Rewrite the items below, starting at the line containing "For every instance of the leafy" and ending at the last item, with every line kept and 149 added to each x and y coordinate in the answers.

=======

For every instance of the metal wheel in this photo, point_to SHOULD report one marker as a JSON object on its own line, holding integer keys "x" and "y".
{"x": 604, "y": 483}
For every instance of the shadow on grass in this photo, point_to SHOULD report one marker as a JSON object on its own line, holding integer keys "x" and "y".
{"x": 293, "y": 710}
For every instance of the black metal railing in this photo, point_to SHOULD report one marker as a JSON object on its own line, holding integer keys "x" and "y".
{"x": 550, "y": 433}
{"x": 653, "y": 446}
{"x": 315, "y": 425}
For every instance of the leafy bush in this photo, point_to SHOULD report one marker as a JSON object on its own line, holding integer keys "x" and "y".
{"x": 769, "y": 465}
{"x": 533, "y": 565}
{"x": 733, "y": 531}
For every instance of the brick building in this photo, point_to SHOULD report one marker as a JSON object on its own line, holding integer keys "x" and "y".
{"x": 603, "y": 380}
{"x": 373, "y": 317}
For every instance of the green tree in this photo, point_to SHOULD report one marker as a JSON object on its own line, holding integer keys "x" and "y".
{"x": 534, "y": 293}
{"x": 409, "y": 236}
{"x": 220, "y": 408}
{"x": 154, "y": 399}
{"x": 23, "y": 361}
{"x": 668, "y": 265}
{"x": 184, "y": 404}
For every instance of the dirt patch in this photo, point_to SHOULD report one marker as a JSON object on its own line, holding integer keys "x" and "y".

=======

> **Answer**:
For every instance of the leafy bush in this photo, point_to SHOULD report one marker as a JSON object on its own line, holding integer keys "x" and "y".
{"x": 918, "y": 614}
{"x": 682, "y": 714}
{"x": 882, "y": 680}
For every instance of the brick building in this photo, point_to SHOULD report one marker as a JSON object on its own line, holding integer keys "x" and "y".
{"x": 752, "y": 529}
{"x": 522, "y": 466}
For every instance of the green tree in this photo, point_to SHOULD report one marker as a JSON object on its own line, holding integer keys "x" and "y".
{"x": 683, "y": 442}
{"x": 558, "y": 385}
{"x": 369, "y": 557}
{"x": 303, "y": 548}
{"x": 172, "y": 510}
{"x": 817, "y": 414}
{"x": 333, "y": 553}
For every instance of the dirt patch in this photo, point_to SHOULD report one marker as a JSON object on its own line, holding integer keys "x" and "y".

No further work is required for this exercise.